## Set exercise 1
Output the part of the fund valuation passage that begins at the words "(b) Fair Value" and stops after the words "assets and liabilities.", copying it word for word.

## Document passage
When the Fund uses fair valuation to determine the value of a portfolio security or other asset for purposes of calculating its NAV, such investments will not be priced on the basis of quotes from the primary market in which they are traded, but rather may be priced by another method that the Board or persons acting at their direction believe reflects fair value. Fair valuation may require subjective determinations about the value of a security. While the Fund’s policy is intended to result in a calculation of the Fund’s NAV that fairly reflects security values as of the time of pricing, the Fund cannot ensure that fair values determined by the Board or persons acting at their direction would accurately reflect the price that the Fund could obtain for a security if it were to dispose of that security as of the time of pricing (for instance, in a forced or distressed sale). The prices used by the Fund may differ from the value that would be realized if the securities were sold.

(b) Fair Value Hierarchy U.S. GAAP describes fair value as the price that the Fund would receive to sell an asset or pay to transfer a liability in an orderly transaction between market participants at the measurement date. It establishes a fair value hierarchy that prioritizes inputs to valuation methods and requires disclosure of the fair value hierarchy, separately for each major category of assets and liabilities, that segregates fair value measurements into levels (Level 1, 2, or 3). The inputs or methodology used for valuing securities are not necessarily an indication of the risks associated with investing in those securities. Levels 1, 2, and 3 of the fair value hierarchy are defined as follows:

 

 

Level 1—Quoted prices in active markets or exchanges for identical assets and liabilities.

## Data for this exercise

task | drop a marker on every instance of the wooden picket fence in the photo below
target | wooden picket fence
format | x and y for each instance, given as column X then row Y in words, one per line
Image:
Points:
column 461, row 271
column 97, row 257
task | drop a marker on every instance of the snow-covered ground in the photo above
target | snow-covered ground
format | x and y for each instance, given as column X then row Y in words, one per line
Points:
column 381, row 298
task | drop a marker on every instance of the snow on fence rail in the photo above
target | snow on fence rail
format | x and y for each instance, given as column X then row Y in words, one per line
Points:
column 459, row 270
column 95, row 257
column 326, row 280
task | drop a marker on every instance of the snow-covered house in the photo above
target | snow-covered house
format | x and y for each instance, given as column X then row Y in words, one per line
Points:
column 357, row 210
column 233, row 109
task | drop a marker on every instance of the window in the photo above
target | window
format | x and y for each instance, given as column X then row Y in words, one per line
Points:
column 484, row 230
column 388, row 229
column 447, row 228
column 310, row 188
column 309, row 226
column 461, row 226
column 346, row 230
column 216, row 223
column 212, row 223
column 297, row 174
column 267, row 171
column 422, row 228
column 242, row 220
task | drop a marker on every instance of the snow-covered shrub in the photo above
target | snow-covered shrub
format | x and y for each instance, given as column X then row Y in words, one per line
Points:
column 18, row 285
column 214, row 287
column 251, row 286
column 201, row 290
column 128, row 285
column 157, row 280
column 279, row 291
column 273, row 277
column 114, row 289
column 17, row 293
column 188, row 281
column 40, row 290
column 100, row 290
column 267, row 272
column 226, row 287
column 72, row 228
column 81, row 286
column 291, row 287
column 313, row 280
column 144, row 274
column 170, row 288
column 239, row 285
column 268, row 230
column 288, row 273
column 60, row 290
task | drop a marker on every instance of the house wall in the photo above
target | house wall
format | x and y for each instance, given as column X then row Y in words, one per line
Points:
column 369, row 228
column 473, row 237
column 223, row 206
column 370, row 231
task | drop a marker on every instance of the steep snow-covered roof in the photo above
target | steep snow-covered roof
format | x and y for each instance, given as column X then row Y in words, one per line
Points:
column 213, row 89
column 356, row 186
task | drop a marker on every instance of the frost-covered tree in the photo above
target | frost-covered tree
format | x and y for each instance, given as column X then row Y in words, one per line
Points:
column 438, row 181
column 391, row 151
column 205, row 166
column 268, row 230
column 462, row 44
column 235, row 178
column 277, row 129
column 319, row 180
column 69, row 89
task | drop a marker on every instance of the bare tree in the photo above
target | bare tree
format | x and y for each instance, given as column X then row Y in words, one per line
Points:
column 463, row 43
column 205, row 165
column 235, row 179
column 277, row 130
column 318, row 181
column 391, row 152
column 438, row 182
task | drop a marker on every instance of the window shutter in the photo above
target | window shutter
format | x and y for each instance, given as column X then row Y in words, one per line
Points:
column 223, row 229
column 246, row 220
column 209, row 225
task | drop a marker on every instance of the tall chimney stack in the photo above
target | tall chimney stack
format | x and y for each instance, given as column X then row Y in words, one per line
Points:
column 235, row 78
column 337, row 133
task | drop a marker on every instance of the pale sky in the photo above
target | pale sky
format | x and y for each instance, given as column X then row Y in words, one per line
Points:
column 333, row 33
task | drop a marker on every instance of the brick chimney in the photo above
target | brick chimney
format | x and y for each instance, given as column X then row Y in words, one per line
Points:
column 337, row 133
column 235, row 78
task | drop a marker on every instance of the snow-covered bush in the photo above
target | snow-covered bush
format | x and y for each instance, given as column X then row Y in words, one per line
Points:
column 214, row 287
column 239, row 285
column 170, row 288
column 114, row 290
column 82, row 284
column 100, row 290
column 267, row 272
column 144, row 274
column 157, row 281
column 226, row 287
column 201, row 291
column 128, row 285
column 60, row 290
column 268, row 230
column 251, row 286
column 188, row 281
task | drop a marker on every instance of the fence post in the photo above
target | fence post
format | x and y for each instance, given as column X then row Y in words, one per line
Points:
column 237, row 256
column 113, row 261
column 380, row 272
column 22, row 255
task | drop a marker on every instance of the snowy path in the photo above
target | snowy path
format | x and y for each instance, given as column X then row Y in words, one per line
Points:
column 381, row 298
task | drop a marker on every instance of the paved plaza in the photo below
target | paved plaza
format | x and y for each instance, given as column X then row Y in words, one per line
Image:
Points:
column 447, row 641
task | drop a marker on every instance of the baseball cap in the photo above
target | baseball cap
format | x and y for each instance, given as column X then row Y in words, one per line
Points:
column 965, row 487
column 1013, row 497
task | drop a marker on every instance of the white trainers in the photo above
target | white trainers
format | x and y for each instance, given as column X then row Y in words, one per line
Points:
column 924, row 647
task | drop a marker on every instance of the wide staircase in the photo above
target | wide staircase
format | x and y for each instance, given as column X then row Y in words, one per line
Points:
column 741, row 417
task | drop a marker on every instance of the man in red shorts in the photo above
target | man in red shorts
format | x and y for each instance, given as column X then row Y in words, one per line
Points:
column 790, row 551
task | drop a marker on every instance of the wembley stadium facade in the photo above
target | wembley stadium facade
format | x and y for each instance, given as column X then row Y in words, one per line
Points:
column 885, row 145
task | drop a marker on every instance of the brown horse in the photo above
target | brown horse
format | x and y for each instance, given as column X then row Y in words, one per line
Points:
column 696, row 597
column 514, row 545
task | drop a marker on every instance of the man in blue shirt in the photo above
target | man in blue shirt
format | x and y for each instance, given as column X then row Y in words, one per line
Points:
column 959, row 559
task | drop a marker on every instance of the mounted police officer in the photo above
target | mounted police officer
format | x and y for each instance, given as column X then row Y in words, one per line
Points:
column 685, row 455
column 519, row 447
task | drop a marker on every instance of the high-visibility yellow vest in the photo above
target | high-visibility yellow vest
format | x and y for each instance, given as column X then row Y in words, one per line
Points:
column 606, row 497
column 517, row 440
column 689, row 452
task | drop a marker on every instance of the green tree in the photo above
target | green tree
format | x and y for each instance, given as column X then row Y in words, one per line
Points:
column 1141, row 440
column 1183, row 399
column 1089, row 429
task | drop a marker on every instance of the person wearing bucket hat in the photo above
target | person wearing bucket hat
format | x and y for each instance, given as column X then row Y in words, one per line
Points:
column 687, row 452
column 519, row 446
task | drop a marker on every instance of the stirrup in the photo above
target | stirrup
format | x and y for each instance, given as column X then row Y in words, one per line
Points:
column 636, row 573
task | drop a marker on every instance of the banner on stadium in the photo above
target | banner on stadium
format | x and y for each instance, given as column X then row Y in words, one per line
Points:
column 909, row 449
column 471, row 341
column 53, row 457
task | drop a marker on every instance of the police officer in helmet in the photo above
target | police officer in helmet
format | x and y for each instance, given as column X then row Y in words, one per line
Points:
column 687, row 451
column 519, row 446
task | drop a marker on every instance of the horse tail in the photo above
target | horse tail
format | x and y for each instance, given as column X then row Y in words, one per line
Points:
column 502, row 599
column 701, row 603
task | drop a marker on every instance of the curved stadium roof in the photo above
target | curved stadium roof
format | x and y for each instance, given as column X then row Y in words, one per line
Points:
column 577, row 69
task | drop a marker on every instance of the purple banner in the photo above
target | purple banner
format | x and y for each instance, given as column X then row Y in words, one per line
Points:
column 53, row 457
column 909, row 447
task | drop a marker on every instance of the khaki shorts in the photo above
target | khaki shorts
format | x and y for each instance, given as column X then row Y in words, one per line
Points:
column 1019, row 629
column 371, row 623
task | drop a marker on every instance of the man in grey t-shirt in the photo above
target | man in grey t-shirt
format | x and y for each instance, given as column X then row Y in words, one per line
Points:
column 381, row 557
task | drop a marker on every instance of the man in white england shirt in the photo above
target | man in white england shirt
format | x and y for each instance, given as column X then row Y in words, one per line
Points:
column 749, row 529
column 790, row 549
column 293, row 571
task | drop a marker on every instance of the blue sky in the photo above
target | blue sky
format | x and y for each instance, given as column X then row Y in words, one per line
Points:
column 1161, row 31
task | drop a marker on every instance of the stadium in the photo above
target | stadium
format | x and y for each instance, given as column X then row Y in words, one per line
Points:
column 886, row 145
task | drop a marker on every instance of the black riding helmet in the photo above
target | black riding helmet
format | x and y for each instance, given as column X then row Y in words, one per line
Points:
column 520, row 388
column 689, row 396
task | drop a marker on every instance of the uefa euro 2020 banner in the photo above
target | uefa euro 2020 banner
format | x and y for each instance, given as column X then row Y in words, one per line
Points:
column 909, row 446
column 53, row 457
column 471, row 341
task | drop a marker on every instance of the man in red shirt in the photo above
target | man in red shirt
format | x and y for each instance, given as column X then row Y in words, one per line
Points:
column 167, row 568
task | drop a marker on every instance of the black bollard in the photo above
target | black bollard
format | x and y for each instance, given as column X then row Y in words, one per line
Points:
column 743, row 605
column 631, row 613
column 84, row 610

## Set exercise 2
Return the rows from the first one through the line that contains "column 97, row 257", including that line, with each line unchanged.

## Written answer 1
(b) Fair Value Hierarchy U.S. GAAP describes fair value as the price that the Fund would receive to sell an asset or pay to transfer a liability in an orderly transaction between market participants at the measurement date. It establishes a fair value hierarchy that prioritizes inputs to valuation methods and requires disclosure of the fair value hierarchy, separately for each major category of assets and liabilities, that segregates fair value measurements into levels (Level 1, 2, or 3). The inputs or methodology used for valuing securities are not necessarily an indication of the risks associated with investing in those securities. Levels 1, 2, and 3 of the fair value hierarchy are defined as follows:

 

 

Level 1—Quoted prices in active markets or exchanges for identical assets and liabilities.

## Written answer 2
task | drop a marker on every instance of the wooden picket fence in the photo below
target | wooden picket fence
format | x and y for each instance, given as column X then row Y in words, one per line
Image:
Points:
column 461, row 271
column 97, row 257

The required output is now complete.